Série de consignes:
1. Modifiez le texte sur le cours de physique et d'information : recopiez-le en commençant par "L'argument est intéressant" et en allant jusqu'à "sur les causes.", avec "abime tautologique" remplacé par "gouffre tautologique".
2. Poursuivez la rédaction du texte sur le cours de physique et d'information à partir de sa dernière phrase.

------ Texte

Physique, information et calcul (5): probabilités, univers parallèles et un peu de rock'n roll...
Ca y est: j'ai fini mes cours. Il reste encore les deux séances d'exposés mais la partie cours est terminée...
Pour ce dernier cours, j'ai donc fini la discussion de la relation entre finitude de la vitesse de transmission de l'information classique et non clonage. En fait, je n'ai pas couvert l'ensemble de la question mais j'ai discuté en détail un exemple d'article qui prétendait prouver que transmission instantanée d'information implique la possibilité de cloner un état quantique inconnu. La réciproque est vraie mais l'article Schumacher et Westmoreland est tout simplement faux comme démontré par van Enk.
L'argument est intéressant en soi car il montre que la notion d'état quantique d'un système physique est vraiment relative à la séquence des opérations conduites sur ledit système. C'est une idée extrèmement importante que l'on retrouve par exemple quand on considère le contrôle quantique et qui est d'inspiration Bayesienne. Le théorème de Bayes est un truc que j'ai rencontré pour la première fois en 1983 (en terminale). A l'époque j'avais l'impression d'être devant un abime tautologique, c'est à dire un truc évident mais que je sentais profond. En fait ce résultat exprime que si on connait quels sont les effets produits par une cause, alors la seule observation des effets nous apporte une information sur les causes.

------------
------ Données fournies

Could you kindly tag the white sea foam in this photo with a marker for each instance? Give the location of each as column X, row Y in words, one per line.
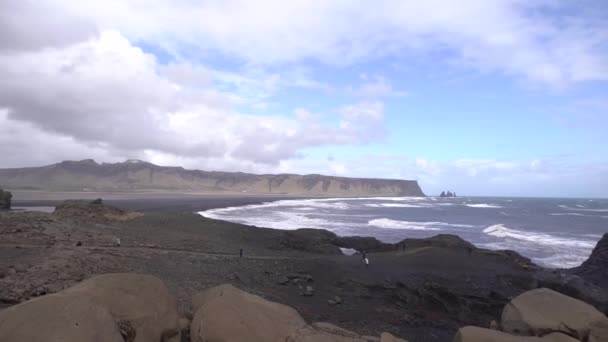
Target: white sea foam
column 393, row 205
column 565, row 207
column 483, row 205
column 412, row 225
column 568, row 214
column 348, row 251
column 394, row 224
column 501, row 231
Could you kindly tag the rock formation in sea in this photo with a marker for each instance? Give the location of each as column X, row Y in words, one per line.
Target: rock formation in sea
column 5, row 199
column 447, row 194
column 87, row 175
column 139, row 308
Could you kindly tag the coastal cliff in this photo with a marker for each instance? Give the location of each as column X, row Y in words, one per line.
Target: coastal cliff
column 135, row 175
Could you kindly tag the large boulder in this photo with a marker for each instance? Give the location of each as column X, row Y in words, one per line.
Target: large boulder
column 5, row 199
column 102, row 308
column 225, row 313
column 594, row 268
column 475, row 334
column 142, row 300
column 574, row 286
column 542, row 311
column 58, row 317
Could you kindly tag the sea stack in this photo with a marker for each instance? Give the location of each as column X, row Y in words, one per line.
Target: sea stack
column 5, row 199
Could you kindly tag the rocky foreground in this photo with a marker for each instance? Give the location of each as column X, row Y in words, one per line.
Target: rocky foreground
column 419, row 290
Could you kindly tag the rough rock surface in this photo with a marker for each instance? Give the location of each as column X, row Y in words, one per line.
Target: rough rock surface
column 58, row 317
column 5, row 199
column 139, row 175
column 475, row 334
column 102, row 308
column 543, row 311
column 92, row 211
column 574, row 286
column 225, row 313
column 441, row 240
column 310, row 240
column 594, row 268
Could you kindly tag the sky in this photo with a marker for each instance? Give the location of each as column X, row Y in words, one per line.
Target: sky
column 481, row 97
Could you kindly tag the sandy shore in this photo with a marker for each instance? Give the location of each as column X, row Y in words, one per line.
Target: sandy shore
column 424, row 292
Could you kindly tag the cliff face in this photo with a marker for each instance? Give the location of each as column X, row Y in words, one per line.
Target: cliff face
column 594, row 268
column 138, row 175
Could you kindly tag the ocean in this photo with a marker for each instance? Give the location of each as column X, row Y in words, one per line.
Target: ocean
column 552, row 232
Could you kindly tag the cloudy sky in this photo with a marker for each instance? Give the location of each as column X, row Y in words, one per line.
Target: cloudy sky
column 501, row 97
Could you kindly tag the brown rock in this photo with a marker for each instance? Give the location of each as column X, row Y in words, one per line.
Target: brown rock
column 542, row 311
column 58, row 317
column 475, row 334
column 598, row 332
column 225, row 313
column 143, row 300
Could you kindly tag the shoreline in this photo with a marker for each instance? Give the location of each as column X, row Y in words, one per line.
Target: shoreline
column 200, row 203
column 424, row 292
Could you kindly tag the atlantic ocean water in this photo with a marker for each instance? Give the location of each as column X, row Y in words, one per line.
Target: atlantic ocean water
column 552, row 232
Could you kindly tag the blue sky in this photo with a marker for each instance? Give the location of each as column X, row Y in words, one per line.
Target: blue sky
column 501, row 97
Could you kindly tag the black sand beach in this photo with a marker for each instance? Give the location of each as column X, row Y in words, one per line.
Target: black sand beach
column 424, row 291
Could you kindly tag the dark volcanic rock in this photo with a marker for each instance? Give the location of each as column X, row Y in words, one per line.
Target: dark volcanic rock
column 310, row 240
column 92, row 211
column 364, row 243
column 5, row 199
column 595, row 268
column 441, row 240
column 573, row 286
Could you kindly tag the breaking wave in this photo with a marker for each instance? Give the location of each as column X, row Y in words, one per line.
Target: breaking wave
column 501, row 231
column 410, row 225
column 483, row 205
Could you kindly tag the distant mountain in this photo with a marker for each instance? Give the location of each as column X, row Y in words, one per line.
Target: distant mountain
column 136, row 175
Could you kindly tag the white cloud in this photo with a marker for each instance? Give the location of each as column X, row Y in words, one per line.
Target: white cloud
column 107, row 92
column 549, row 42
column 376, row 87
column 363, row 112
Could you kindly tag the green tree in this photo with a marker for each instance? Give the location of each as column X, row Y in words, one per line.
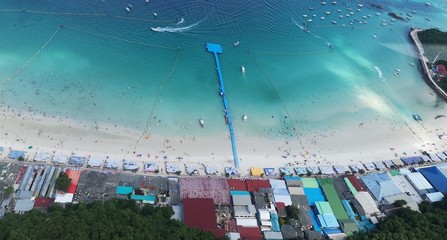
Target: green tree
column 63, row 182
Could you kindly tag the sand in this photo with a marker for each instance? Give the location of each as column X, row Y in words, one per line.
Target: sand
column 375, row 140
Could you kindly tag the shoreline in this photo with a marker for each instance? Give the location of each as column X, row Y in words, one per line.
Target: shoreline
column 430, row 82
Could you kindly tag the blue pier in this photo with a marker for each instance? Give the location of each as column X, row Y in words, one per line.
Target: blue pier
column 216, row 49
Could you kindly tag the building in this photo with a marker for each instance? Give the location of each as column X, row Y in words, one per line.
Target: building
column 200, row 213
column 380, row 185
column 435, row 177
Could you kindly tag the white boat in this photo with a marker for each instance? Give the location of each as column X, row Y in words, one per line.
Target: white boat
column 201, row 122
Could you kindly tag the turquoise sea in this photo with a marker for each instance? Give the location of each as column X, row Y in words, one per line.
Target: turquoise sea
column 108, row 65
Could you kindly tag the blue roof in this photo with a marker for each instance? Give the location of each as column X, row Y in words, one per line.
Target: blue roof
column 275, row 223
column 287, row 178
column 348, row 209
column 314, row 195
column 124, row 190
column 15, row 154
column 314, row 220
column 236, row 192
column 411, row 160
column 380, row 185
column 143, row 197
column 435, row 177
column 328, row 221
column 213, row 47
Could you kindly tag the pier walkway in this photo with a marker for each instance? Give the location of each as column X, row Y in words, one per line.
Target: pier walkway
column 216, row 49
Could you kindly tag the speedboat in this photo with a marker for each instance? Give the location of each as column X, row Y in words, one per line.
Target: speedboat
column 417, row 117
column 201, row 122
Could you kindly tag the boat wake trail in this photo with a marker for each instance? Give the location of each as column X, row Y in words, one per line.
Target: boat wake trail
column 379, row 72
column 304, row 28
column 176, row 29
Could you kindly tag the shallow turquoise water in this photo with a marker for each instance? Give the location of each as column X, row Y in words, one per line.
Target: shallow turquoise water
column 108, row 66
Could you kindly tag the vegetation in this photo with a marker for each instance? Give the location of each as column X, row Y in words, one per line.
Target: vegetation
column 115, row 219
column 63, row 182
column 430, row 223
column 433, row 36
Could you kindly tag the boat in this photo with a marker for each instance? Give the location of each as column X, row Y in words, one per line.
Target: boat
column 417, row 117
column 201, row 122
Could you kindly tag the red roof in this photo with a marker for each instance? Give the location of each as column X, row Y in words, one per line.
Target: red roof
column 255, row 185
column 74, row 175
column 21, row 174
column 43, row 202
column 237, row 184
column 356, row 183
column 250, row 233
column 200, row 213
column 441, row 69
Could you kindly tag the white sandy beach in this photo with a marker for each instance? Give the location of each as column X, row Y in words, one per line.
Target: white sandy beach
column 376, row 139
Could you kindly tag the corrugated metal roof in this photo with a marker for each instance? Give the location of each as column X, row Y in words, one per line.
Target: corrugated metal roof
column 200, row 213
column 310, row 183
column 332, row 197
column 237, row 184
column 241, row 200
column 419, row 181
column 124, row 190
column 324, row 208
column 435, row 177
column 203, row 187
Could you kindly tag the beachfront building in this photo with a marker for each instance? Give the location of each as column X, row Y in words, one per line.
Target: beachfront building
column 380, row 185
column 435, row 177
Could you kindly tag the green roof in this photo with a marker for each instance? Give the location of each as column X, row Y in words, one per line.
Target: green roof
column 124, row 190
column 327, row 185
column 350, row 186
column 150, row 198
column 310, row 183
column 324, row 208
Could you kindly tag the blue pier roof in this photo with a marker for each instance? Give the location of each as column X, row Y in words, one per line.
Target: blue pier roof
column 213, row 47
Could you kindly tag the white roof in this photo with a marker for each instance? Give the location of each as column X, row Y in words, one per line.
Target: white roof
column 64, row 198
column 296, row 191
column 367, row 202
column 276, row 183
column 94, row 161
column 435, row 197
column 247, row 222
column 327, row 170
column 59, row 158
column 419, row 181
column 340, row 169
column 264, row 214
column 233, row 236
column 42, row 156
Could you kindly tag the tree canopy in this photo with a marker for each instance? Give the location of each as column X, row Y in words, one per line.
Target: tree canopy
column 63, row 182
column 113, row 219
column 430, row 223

------------

Réponses aux consignes:
1.
L'argument est intéressant en soi car il montre que la notion d'état quantique d'un système physique est vraiment relative à la séquence des opérations conduites sur ledit système. C'est une idée extrèmement importante que l'on retrouve par exemple quand on considère le contrôle quantique et qui est d'inspiration Bayesienne. Le théorème de Bayes est un truc que j'ai rencontré pour la première fois en 1983 (en terminale). A l'époque j'avais l'impression d'être devant un gouffre tautologique, c'est à dire un truc évident mais que je sentais profond. En fait ce résultat exprime que si on connait quels sont les effets produits par une cause, alors la seule observation des effets nous apporte une information sur les causes.

2.
Dit comme cela c'est évident mais traduit en langage mathématique, cela permet de déduire une loi de probabilité à postériori pour les causes à partir d'une part d'une loi à priori et de notre connaissance probabiliste de la relation de cause à effet et des fréquences statistiques des observations. C'est ce qu'on appelle l'inférence Bayesienne. En clair, cela signifie qu'une loi de probabilité reflète notre ignorance (ou notre connaissance) et est donc contextuelle au sens où elle dépend des observations que nous avons effectuées.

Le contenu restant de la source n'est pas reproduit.